#### Exercise
Could you restate every entry word for word, minus the pictures?
━━━━
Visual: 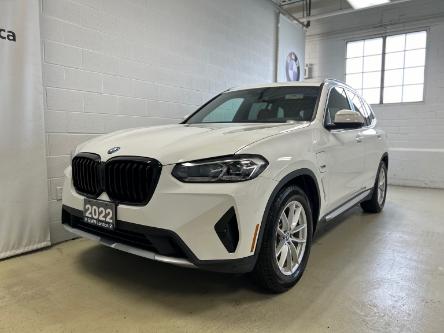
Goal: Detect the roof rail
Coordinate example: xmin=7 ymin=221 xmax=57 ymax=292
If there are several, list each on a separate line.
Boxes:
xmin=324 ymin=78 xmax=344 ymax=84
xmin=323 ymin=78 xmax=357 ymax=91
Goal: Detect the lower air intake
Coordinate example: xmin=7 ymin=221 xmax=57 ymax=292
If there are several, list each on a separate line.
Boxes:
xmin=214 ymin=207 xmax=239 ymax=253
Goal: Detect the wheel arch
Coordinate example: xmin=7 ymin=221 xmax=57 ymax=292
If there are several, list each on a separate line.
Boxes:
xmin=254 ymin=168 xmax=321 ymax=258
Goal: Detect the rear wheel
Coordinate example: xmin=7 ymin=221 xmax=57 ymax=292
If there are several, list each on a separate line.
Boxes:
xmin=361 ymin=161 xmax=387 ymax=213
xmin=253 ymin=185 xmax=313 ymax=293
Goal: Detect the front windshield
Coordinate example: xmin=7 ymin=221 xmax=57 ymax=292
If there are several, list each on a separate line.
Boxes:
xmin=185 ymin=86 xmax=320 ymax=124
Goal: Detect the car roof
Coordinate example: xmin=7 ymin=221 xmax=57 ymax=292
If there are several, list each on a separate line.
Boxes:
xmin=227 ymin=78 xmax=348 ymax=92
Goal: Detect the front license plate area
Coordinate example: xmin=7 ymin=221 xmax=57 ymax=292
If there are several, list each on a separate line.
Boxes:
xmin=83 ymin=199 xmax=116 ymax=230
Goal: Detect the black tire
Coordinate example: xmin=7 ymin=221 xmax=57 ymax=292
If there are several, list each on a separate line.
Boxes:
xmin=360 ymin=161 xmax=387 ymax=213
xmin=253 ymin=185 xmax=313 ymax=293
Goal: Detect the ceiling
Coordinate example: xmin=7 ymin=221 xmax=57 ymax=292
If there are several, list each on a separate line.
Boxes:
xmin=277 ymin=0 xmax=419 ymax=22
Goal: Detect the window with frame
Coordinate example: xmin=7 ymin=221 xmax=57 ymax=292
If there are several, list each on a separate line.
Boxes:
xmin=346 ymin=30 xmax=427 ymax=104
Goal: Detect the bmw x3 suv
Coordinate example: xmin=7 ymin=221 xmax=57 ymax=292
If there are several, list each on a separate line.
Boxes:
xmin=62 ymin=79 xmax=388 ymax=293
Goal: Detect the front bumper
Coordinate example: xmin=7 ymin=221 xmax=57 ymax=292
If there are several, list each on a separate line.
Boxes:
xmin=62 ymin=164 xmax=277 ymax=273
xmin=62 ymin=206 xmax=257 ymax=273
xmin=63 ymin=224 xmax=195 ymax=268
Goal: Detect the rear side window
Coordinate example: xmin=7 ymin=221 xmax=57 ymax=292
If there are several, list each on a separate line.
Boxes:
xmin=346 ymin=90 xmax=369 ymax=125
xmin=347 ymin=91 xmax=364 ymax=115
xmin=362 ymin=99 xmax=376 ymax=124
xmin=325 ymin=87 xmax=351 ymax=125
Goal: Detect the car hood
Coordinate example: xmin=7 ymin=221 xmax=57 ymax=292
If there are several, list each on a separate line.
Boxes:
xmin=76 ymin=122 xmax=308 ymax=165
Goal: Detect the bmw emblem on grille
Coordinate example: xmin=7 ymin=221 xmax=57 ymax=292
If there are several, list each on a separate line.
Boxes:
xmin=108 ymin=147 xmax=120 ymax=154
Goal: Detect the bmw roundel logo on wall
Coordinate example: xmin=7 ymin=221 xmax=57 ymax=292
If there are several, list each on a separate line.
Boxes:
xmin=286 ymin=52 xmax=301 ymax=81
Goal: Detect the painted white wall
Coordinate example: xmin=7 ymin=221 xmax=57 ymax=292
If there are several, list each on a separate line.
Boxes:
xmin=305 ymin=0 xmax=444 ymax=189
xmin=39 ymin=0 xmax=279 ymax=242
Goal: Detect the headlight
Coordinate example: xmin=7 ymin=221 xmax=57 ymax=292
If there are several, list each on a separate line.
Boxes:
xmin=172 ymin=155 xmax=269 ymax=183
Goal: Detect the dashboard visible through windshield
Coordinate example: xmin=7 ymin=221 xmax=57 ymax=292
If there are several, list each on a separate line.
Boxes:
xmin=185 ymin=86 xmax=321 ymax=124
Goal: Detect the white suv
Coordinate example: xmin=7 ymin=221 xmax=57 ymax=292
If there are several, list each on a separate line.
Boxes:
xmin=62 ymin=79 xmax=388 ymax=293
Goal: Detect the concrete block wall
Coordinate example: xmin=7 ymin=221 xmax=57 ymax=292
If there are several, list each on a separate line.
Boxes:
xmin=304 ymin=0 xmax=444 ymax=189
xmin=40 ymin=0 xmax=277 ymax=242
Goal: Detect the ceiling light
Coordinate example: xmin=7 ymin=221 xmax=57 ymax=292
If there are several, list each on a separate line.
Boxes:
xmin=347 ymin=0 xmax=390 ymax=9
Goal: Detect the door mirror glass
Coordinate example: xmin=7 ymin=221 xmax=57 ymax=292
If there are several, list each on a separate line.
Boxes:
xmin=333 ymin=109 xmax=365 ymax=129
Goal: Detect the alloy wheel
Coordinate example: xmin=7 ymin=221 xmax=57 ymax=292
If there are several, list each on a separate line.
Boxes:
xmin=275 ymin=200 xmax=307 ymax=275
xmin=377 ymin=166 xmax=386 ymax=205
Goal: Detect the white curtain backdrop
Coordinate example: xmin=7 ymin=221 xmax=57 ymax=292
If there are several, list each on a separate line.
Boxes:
━━━━
#### Result for this exercise
Visual: 
Goal: Detect the roof rail
Coordinate example: xmin=7 ymin=221 xmax=57 ymax=292
If there are several, list each on a separate line.
Boxes:
xmin=324 ymin=78 xmax=344 ymax=84
xmin=323 ymin=78 xmax=357 ymax=91
Goal: Detect the lower air intake
Coordinate example: xmin=7 ymin=221 xmax=57 ymax=292
If there are several, list each on a separate line.
Boxes:
xmin=214 ymin=207 xmax=239 ymax=253
Goal: Detect the wheel arch
Coordinate example: xmin=7 ymin=221 xmax=57 ymax=292
If there are several, list each on a separate line.
Boxes:
xmin=254 ymin=168 xmax=321 ymax=258
Goal: Detect the rear wheel
Coordinate example: xmin=7 ymin=221 xmax=57 ymax=292
If there are several, list each on a separate line.
Boxes:
xmin=361 ymin=161 xmax=387 ymax=213
xmin=253 ymin=185 xmax=313 ymax=293
Goal: Detect the front windshield
Coordinate example: xmin=7 ymin=221 xmax=57 ymax=292
If there are several, list each on a separate line.
Boxes:
xmin=185 ymin=86 xmax=320 ymax=124
Goal: Detect the car roof
Coordinate example: xmin=7 ymin=221 xmax=57 ymax=292
If there are several, list each on a separate line.
Boxes:
xmin=227 ymin=78 xmax=348 ymax=92
Goal: Detect the front license plate area
Coordinate example: xmin=7 ymin=221 xmax=57 ymax=292
If there are several, list each on a separate line.
Boxes:
xmin=83 ymin=199 xmax=116 ymax=230
Goal: Detect the black tire
Coordinate example: xmin=7 ymin=221 xmax=57 ymax=292
If there are several, list each on a separate line.
Boxes:
xmin=360 ymin=161 xmax=387 ymax=213
xmin=253 ymin=185 xmax=313 ymax=293
Goal: Detect the ceiling
Coordinate example: xmin=7 ymin=221 xmax=57 ymax=292
If there are several, list each on a separate line.
Boxes:
xmin=277 ymin=0 xmax=419 ymax=22
Goal: Detect the window with frame
Coordinate example: xmin=7 ymin=221 xmax=57 ymax=292
If there are several, list each on a separate line.
Boxes:
xmin=346 ymin=30 xmax=427 ymax=104
Goal: Detect the bmw x3 suv
Coordinate example: xmin=7 ymin=221 xmax=57 ymax=292
If there are several, list each on a separate line.
Boxes:
xmin=62 ymin=79 xmax=388 ymax=293
Goal: Detect the front bumper
Coordinate example: xmin=7 ymin=221 xmax=57 ymax=292
If there are several, list each on a separate line.
Boxes:
xmin=62 ymin=164 xmax=277 ymax=273
xmin=62 ymin=206 xmax=257 ymax=273
xmin=63 ymin=224 xmax=195 ymax=268
Goal: Detect the rear side window
Coordinate example: xmin=7 ymin=221 xmax=57 ymax=292
If there are several, list each on a separate line.
Boxes:
xmin=346 ymin=90 xmax=369 ymax=125
xmin=347 ymin=91 xmax=364 ymax=115
xmin=362 ymin=99 xmax=376 ymax=124
xmin=325 ymin=87 xmax=351 ymax=125
Goal: Detect the car hood
Coordinate example: xmin=7 ymin=221 xmax=57 ymax=292
If there are several, list each on a separate line.
Boxes:
xmin=76 ymin=122 xmax=308 ymax=165
Goal: Detect the bmw emblem on grille
Coordinate example: xmin=7 ymin=221 xmax=57 ymax=292
If there are several, list each on a separate line.
Boxes:
xmin=108 ymin=147 xmax=120 ymax=154
Goal: Detect the bmw roundel logo on wall
Coordinate example: xmin=7 ymin=221 xmax=57 ymax=292
If there are several, list each on a separate line.
Boxes:
xmin=286 ymin=52 xmax=301 ymax=81
Goal: Detect the painted white wall
Coordinate example: xmin=7 ymin=221 xmax=57 ymax=292
If there are several, list each on a separate line.
Boxes:
xmin=305 ymin=0 xmax=444 ymax=189
xmin=39 ymin=0 xmax=279 ymax=242
Goal: Detect the headlight
Coordinate example: xmin=7 ymin=221 xmax=57 ymax=292
If there are several, list each on a separate line.
Boxes:
xmin=172 ymin=155 xmax=269 ymax=183
Goal: Detect the dashboard visible through windshield
Coordinate example: xmin=7 ymin=221 xmax=57 ymax=292
If there are several, list each on a separate line.
Boxes:
xmin=185 ymin=86 xmax=321 ymax=124
Goal: Detect the white suv
Coordinate example: xmin=7 ymin=221 xmax=57 ymax=292
If there are several, list each on a separate line.
Boxes:
xmin=62 ymin=79 xmax=388 ymax=293
Goal: Detect the concrete block wall
Coordinate example: xmin=7 ymin=221 xmax=57 ymax=292
If there are several, list each on a separate line.
Boxes:
xmin=304 ymin=0 xmax=444 ymax=189
xmin=40 ymin=0 xmax=277 ymax=242
Goal: Detect the ceiling light
Coordinate example: xmin=7 ymin=221 xmax=57 ymax=292
If there are several, list each on a separate line.
Boxes:
xmin=347 ymin=0 xmax=390 ymax=9
Goal: Detect the door mirror glass
Coordinate example: xmin=7 ymin=221 xmax=57 ymax=292
If there are several, list each on a separate line.
Boxes:
xmin=333 ymin=109 xmax=365 ymax=129
Goal: Detect the alloy wheel
Coordinate example: xmin=7 ymin=221 xmax=57 ymax=292
If there are several, list each on a separate line.
Boxes:
xmin=275 ymin=200 xmax=307 ymax=275
xmin=377 ymin=166 xmax=386 ymax=205
Goal: Detect the white curtain backdrop
Coordinate example: xmin=7 ymin=221 xmax=57 ymax=292
If there are several, list each on a separate line.
Boxes:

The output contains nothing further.